*Selected extract*:
[START]

Lion was referred to by Apple as "Mac OS X Lion" and sometimes as "OS X Lion"; Mountain Lion was officially referred to as just "OS X Mountain Lion", with the "Mac" being completely dropped. The operating system was further renamed to "macOS" starting with macOS Sierra.

macOS retained the major version number 10 throughout its development history until the release of macOS 11 Big Sur in 2020; releases of macOS have also been named after big cats (versions 10.0–10.8) or locations in California (10.9–present).

The current major version, macOS 13 Ventura, was announced on June 6, 2022 at WWDC 2022 and released on October 25 of that year.

Development

Development outside Apple

After Apple removed Steve Jobs from management in 1985, he left the company and attempted to create the "next big thing", with funding from Ross Perot and himself. The result was the NeXT Computer. As the first workstation to include a digital signal processor (DSP) and a high-capacity optical disc drive, NeXT hardware was advanced for its time, but was expensive relative to the rapidly commoditizing workstation market. The hardware was phased out in 1993; however, the company's object-oriented operating system NeXTSTEP had a more lasting legacy.

NeXTSTEP was based on the Mach kernel developed at CMU (Carnegie Mellon University) and BSD, an implementation of Unix dating back to the 1970s. It featured an object-oriented programming framework based on the Objective-C language. This environment is known today in the Mac world as Cocoa. It also supported the innovative Enterprise Objects Framework database access layer and WebObjects application server development environment, among other notable features.

[END]

*Dataset rows*:
[START]

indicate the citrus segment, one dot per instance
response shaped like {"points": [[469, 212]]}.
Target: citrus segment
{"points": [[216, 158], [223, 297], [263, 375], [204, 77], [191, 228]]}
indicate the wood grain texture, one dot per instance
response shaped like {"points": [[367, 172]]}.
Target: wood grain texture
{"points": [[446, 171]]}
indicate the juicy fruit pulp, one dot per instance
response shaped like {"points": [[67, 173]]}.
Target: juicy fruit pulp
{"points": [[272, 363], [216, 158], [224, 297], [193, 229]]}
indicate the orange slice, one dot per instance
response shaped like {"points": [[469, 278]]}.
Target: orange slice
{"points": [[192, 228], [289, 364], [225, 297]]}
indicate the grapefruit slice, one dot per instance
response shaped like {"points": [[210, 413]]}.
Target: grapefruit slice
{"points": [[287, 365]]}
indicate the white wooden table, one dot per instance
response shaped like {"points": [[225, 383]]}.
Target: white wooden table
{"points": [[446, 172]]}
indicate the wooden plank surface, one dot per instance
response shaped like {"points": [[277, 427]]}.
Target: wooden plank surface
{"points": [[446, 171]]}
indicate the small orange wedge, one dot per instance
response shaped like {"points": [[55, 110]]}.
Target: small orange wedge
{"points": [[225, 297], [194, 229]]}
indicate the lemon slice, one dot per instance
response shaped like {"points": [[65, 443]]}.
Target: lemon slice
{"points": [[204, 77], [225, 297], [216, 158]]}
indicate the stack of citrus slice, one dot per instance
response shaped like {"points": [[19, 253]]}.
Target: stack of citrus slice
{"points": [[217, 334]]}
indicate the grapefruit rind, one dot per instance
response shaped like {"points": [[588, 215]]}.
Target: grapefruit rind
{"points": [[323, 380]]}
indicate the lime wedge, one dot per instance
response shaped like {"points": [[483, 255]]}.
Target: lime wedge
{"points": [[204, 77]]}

[END]
[START]

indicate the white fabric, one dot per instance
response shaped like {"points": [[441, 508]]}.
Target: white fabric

[END]
[START]

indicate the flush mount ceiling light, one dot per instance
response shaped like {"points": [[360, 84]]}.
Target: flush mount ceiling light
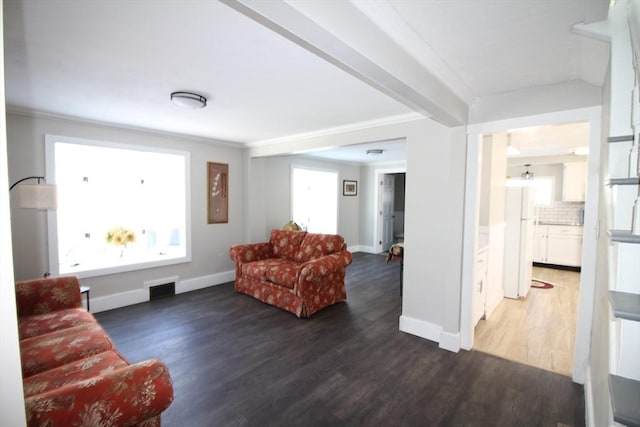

[END]

*Problems to work on*:
• 1. Reproduce word for word the part of the macOS passage starting at "The current major" and ending at "more lasting legacy.".
• 2. Resume the macOS passage after its last sentence and keep writing it.

*Outputs in order*:
• 1.
The current major version, macOS 13 Ventura, was announced on June 6, 2022 at WWDC 2022 and released on October 25 of that year.

Development

Development outside Apple

After Apple removed Steve Jobs from management in 1985, he left the company and attempted to create the "next big thing", with funding from Ross Perot and himself. The result was the NeXT Computer. As the first workstation to include a digital signal processor (DSP) and a high-capacity optical disc drive, NeXT hardware was advanced for its time, but was expensive relative to the rapidly commoditizing workstation market. The hardware was phased out in 1993; however, the company's object-oriented operating system NeXTSTEP had a more lasting legacy.

• 2.
All but abandoning the idea of an operating system, NeXT managed to maintain a business selling WebObjects and consulting services, only ever making modest profits in its last few quarters as an independent company. NeXTSTEP underwent an evolution into OPENSTEP which separated the object layers from the operating system below, allowing it to run with less modification on other platforms. OPENSTEP was, for a short time, adopted by Sun and HP.

However, by this point, a number of other companies — notably Apple, IBM, Microsoft, and even Sun itself — were claiming they would soon be releasing similar object-oriented operating systems and development tools of their own. Some of these efforts, such as Taligent, did not fully come to fruition; others, like Java, gained widespread adoption.

On February 4, 1997, Apple Computer acquired NeXT for $427 million, and used OPENSTEP as the basis for Mac OS X, as it was called at the time. Traces of the NeXT software heritage can still be seen in macOS. For example, in the Cocoa development environment, the Objective-C library classes have "NS" prefixes, and the HISTORY section of the manual page for the defaults command in macOS straightforwardly states that the command "First appeared in NeXTStep."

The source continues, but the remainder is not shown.